DATASET EXTRACT:
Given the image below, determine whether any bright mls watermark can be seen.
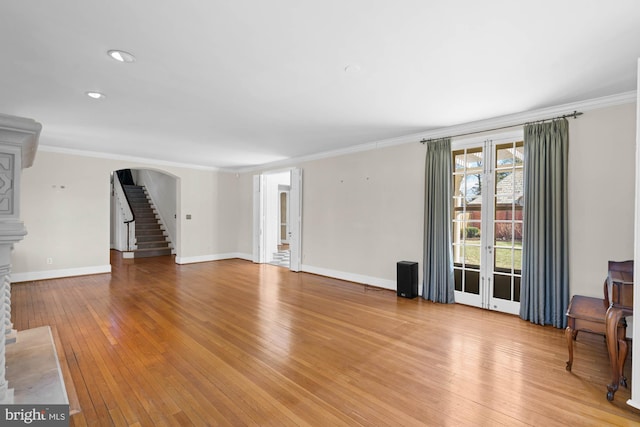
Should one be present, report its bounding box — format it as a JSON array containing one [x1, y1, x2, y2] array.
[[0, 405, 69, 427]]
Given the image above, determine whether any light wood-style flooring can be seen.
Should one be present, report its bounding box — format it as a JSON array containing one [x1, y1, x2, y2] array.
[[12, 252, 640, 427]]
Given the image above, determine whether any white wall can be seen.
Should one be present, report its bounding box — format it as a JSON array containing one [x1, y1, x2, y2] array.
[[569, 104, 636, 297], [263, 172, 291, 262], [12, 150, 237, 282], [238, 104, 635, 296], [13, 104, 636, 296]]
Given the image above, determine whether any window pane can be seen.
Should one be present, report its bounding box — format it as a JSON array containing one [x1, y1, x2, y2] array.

--

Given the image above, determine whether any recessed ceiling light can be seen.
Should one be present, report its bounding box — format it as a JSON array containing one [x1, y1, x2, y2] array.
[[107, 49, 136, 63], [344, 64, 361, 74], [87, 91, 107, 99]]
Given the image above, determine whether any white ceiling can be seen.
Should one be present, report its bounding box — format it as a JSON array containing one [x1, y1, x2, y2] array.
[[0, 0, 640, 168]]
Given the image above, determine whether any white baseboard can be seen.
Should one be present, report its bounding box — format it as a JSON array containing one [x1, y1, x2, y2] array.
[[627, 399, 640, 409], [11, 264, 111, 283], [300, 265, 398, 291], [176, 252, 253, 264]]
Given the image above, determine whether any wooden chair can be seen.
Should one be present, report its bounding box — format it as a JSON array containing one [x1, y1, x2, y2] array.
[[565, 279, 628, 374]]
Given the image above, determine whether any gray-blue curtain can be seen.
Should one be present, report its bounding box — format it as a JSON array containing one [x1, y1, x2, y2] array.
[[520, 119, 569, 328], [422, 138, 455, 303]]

TASK TO COMPLETE: Please copy the records exactly, starting with the line containing "Given the image above, determine whether any white ceiling" and going on through the line containing "[[0, 0, 640, 168]]".

THE REPLY:
Given the image above, determine whether any white ceiling can be seen.
Should one be present, report its bounding box — format it as a JSON array containing one [x1, y1, x2, y2] array.
[[0, 0, 640, 168]]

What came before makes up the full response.